━━━ RECORD SET
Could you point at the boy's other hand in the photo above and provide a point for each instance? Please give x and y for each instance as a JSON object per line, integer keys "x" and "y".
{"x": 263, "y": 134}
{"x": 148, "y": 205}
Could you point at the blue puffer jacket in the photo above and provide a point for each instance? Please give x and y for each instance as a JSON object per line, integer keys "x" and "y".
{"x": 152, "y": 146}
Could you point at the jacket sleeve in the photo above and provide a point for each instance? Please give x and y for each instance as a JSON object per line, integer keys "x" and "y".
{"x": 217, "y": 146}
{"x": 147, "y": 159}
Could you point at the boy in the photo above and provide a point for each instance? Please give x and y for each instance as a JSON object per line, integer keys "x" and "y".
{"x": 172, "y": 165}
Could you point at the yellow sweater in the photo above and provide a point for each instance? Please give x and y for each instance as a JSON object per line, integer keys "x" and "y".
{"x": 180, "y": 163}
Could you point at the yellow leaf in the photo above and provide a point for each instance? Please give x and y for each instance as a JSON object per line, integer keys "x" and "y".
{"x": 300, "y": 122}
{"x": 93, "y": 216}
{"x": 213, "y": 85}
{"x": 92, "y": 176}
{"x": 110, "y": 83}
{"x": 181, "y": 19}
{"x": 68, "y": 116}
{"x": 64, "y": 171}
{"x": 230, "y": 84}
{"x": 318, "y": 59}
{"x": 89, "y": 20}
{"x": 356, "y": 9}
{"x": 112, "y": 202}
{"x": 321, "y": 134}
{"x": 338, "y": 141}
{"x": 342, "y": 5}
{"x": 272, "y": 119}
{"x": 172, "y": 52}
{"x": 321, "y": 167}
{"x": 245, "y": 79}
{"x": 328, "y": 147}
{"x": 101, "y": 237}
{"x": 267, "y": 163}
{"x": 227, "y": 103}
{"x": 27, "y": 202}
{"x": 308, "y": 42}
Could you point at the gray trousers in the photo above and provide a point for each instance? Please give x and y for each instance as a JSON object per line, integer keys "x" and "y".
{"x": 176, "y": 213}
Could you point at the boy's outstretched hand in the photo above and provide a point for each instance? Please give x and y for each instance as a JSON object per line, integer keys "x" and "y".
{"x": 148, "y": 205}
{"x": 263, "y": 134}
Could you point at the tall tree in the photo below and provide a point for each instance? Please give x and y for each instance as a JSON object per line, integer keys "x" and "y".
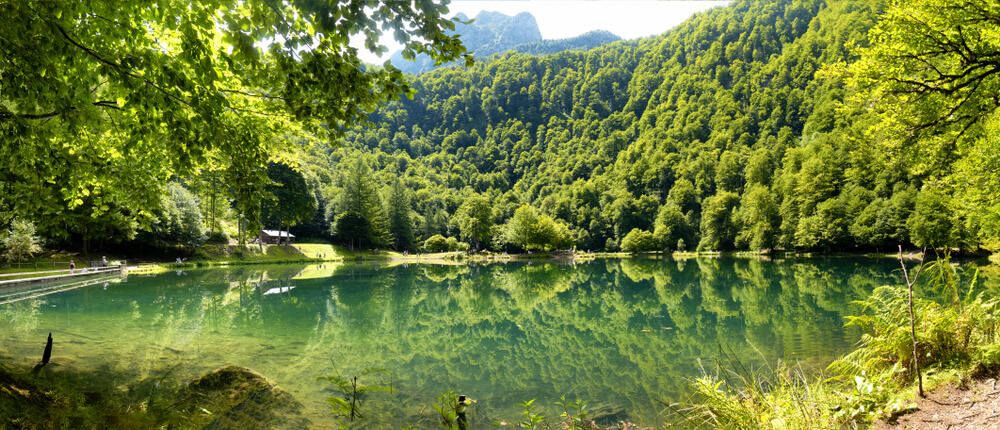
{"x": 20, "y": 241}
{"x": 361, "y": 217}
{"x": 475, "y": 221}
{"x": 400, "y": 216}
{"x": 291, "y": 201}
{"x": 156, "y": 91}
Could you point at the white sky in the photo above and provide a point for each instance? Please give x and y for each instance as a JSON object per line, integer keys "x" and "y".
{"x": 558, "y": 19}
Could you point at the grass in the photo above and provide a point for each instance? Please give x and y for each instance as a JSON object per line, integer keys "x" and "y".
{"x": 956, "y": 340}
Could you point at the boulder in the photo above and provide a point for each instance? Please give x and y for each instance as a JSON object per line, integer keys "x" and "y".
{"x": 235, "y": 397}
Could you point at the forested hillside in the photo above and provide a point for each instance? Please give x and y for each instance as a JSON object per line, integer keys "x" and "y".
{"x": 748, "y": 127}
{"x": 492, "y": 33}
{"x": 719, "y": 135}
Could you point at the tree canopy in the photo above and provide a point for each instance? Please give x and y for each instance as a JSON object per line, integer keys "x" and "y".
{"x": 101, "y": 100}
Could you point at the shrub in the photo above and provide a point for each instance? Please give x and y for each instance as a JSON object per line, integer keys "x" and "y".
{"x": 217, "y": 236}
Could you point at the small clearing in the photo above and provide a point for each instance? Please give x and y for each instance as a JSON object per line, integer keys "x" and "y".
{"x": 953, "y": 407}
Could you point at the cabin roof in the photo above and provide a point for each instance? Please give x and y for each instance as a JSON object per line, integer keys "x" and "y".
{"x": 277, "y": 232}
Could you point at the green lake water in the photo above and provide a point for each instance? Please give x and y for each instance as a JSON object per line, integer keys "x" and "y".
{"x": 625, "y": 335}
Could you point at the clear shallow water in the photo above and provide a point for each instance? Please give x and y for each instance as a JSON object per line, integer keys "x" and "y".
{"x": 620, "y": 333}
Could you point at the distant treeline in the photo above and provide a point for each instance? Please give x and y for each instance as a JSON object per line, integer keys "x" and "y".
{"x": 719, "y": 135}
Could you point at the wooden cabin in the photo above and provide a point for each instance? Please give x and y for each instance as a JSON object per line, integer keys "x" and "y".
{"x": 270, "y": 237}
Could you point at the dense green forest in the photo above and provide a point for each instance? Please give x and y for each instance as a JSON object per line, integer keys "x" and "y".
{"x": 740, "y": 129}
{"x": 722, "y": 134}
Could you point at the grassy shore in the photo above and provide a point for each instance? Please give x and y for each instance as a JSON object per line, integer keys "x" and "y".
{"x": 957, "y": 343}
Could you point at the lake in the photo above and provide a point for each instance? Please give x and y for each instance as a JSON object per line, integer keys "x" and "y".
{"x": 626, "y": 335}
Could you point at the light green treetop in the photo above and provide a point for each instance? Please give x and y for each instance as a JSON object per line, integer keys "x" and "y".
{"x": 100, "y": 99}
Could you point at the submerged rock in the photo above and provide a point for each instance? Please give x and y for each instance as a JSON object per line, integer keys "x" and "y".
{"x": 239, "y": 398}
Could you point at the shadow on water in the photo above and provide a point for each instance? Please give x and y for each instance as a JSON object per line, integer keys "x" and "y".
{"x": 624, "y": 334}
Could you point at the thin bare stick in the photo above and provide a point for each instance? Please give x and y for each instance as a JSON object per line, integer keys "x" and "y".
{"x": 913, "y": 330}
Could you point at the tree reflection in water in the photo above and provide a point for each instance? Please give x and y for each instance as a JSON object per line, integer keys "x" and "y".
{"x": 615, "y": 332}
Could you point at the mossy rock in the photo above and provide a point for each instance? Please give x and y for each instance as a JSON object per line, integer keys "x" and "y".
{"x": 239, "y": 398}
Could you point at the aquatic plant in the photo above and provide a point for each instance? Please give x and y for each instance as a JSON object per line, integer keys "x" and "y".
{"x": 349, "y": 406}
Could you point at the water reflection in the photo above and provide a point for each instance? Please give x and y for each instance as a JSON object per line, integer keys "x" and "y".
{"x": 624, "y": 333}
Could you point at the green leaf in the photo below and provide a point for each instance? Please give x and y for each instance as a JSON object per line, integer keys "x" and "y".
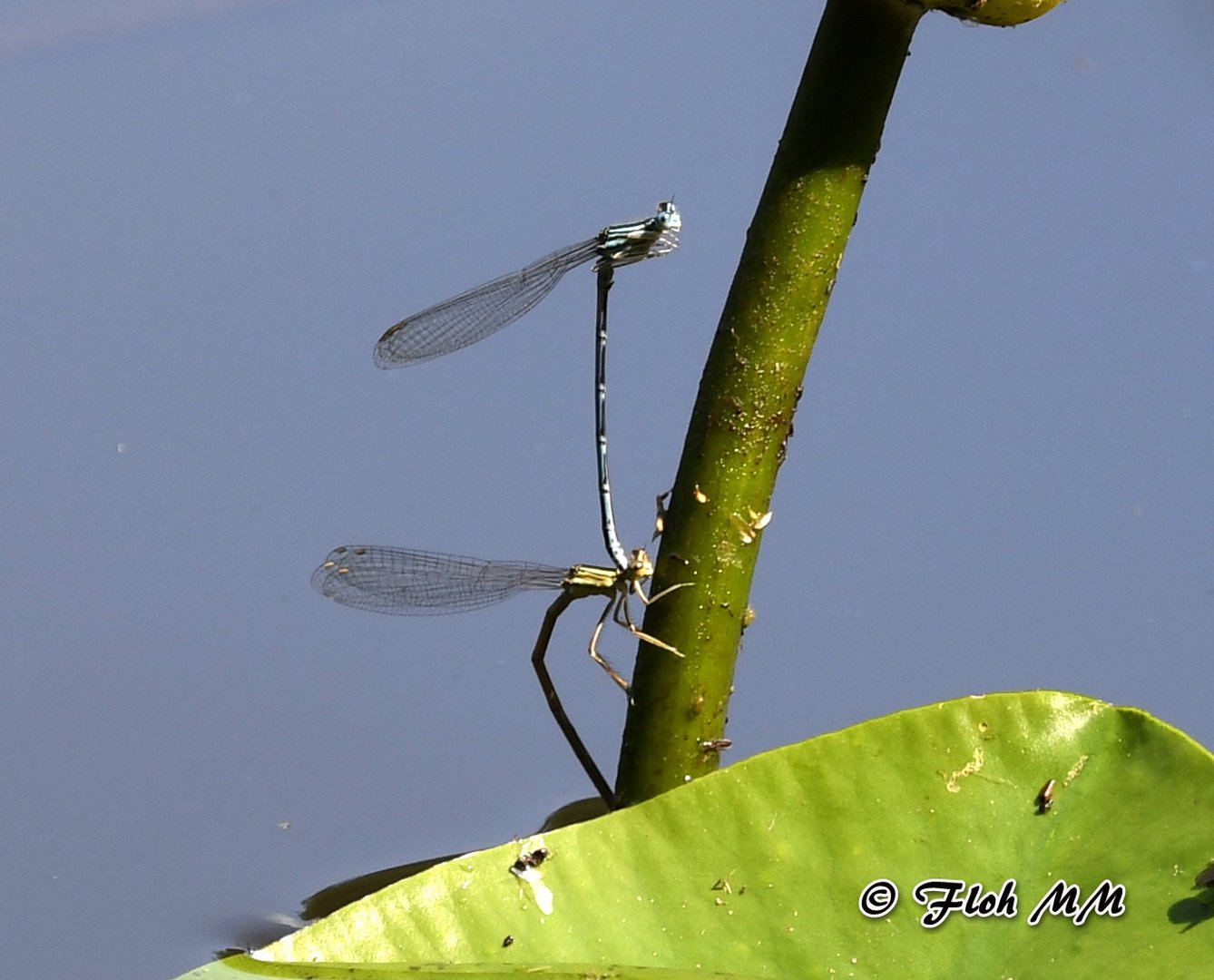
{"x": 758, "y": 869}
━━━━━━
THE REQUEST »
Your task is to retype all the entries exactly and leave out any pictures.

SOLUTION TO THIS EXERCISE »
Could you point at the boy's other hand in the photo above and provide a point for each instance? Please give x and y for each instance as a JSON object per line, integer keys "x" and "y".
{"x": 263, "y": 134}
{"x": 148, "y": 205}
Could you point at the blue puffer jacket in the photo above and provide a point for each instance? Please give x and y for each instance as a JSON object per line, integer keys "x" and "y".
{"x": 152, "y": 146}
Could you point at the jacket sleeve in the photo above and provide a point for each instance? Please give x and y for each instance as a JSON object per line, integer keys "x" and "y".
{"x": 217, "y": 146}
{"x": 147, "y": 159}
Could you point at the boy in the photo above and provide a point for each instance? Please give x and y for each instance as a JSON object per line, integer keys "x" and "y".
{"x": 172, "y": 165}
Could you point at the yellow sweater in the photo above and provide a point for each instance? Please give x and y for each instance as a JSON object per line, integer keys "x" and "y".
{"x": 180, "y": 163}
Could you point at the yellow leaf in the photo above and provide a point for each instance? Please give x and y for each instance as a JSON object per line, integer keys "x" and "y".
{"x": 300, "y": 122}
{"x": 93, "y": 216}
{"x": 213, "y": 85}
{"x": 92, "y": 176}
{"x": 110, "y": 83}
{"x": 181, "y": 19}
{"x": 68, "y": 116}
{"x": 64, "y": 171}
{"x": 230, "y": 84}
{"x": 318, "y": 59}
{"x": 89, "y": 20}
{"x": 356, "y": 9}
{"x": 112, "y": 202}
{"x": 321, "y": 134}
{"x": 338, "y": 141}
{"x": 342, "y": 5}
{"x": 272, "y": 119}
{"x": 172, "y": 52}
{"x": 321, "y": 167}
{"x": 245, "y": 79}
{"x": 328, "y": 147}
{"x": 101, "y": 237}
{"x": 267, "y": 163}
{"x": 227, "y": 103}
{"x": 27, "y": 202}
{"x": 308, "y": 42}
Could you point at the gray trousers in the photo above and provide a point for each instance? Please give x and y for each instance as a JSON object per line, integer keys "x" and "y".
{"x": 176, "y": 213}
Could you point at the boy's outstretched hand in the photo above and provide a point for each instance? Please give x and y for each instance as a JSON object per line, integer keys "x" and "y".
{"x": 148, "y": 205}
{"x": 263, "y": 134}
Could you point at the tall tree in the photo below and provide a point for each instance? Please give x and y for each instance as a JSON object per line, integer keys "x" and "y".
{"x": 20, "y": 241}
{"x": 361, "y": 217}
{"x": 475, "y": 221}
{"x": 400, "y": 216}
{"x": 291, "y": 201}
{"x": 156, "y": 91}
Could you point at the white sky in the photo above and provide a point for each instance? Please give x and y for each instance as a JSON object per line, integer keys "x" and "y".
{"x": 558, "y": 19}
Could you point at the grass in the photo above and provide a point for each instance? Please give x and y for each instance as a JSON object per line, integer keys "x" and "y".
{"x": 956, "y": 340}
Could you point at the boulder in the photo above and provide a point for each instance? Please give x and y for each instance as a JSON object per line, integer keys "x" and "y".
{"x": 235, "y": 397}
Could you point at the forested hillside in the photo above and provide a point for each instance? Please give x and y for each instance as a JSON object per line, integer keys "x" and "y".
{"x": 748, "y": 127}
{"x": 492, "y": 33}
{"x": 719, "y": 135}
Could you point at the tree canopy in the photo above and provide a point for each instance? Please give x and y for each instance as a JSON object per line, integer keys "x" and "y".
{"x": 101, "y": 100}
Could you point at the shrub in the photo above and provide a point for each instance? Please give x and y for each instance as a JSON object per line, integer keys "x" and "y".
{"x": 217, "y": 236}
Could you point at the small clearing in the photo above and provide a point for each instance? Please give x and y for each instance as a JSON object per line, integer keys "x" and "y".
{"x": 953, "y": 407}
Could you point at the cabin roof in the photo above and provide a point for each instance? Please give x and y for each instance as a JSON object per line, integer keys "x" and "y".
{"x": 277, "y": 232}
Could you point at the green lake water in the photo above and provide a point for each instance? Please give x and y for each instance as a JSON object per line, integer keys "x" and "y".
{"x": 625, "y": 335}
Could you point at the clear shallow water in the photo above and provide a point for each instance? Please give x and y for each instance as a JSON object per line, integer keys "x" and "y".
{"x": 620, "y": 333}
Could you point at the distant treeline in the photo above and provide a point for each instance? Please give x and y for each instance as a JSON object per line, integer keys "x" and "y".
{"x": 719, "y": 135}
Could you point at the wooden cabin in the photo above and provide a point for each instance? Please give x and y for each instance as a JSON object per line, integer keys "x" and "y".
{"x": 270, "y": 237}
Could you point at the dense green forest in the photo above and provide a point for each instance? Please give x and y for each instance as a JSON object per line, integer keys "x" and "y".
{"x": 740, "y": 129}
{"x": 722, "y": 134}
Could you point at the grassy shore in the photo above and provide a point for each instance? Please give x and y for each instance as a JSON object per line, integer keys "x" and "y".
{"x": 957, "y": 343}
Could you point at the lake in the photo above and provide a point for each instance? Please give x and y for each instance as a JSON object per line, integer keys "x" and "y".
{"x": 626, "y": 335}
Could you point at the light green treetop in the photo above and provide a point for each instance? Please give x and y for each instance as a JSON object per line, integer keys "x" and "y".
{"x": 100, "y": 99}
Could you point at the submerged rock in the photo above and provide a point for each instance? Please give x and y for each instance as a JSON object per line, integer keys "x" and "y".
{"x": 239, "y": 398}
Could you point at the shadow on water in the photo above and provide a point for each instance? Please give x and y for each instance as a JSON object per line, integer keys "x" and "y".
{"x": 624, "y": 334}
Could you point at the thin bare stick in the photo above and provide a point for each instance? Please give x and y for each instance as a JSON object per line, integer keys "x" and "y".
{"x": 913, "y": 330}
Could you point at the tree reflection in water in the photo above and provide a point for each instance? Please give x and y for each instance as a JSON object per line, integer keys "x" and "y".
{"x": 615, "y": 332}
Could you point at the mossy rock in the photo above and provide a point for each instance? Please give x and y for each instance as a JSON object per line, integer keys "x" and "y".
{"x": 239, "y": 398}
Could you point at the aquatic plant in the photo above and provide a point for each instance? Please give x and y for each instance as a JSON object per line, integer keys "x" and "y".
{"x": 349, "y": 406}
Could you point at the water reflection in the photo above and provide a point for each instance? Please give x and y for each instance as a JSON object per line, integer keys "x" and "y".
{"x": 624, "y": 333}
Could you point at the green leaf in the photo below and provide a point for each instance? Please give x and y for each instance as a JSON object per line, integer keys "x" and "y".
{"x": 758, "y": 869}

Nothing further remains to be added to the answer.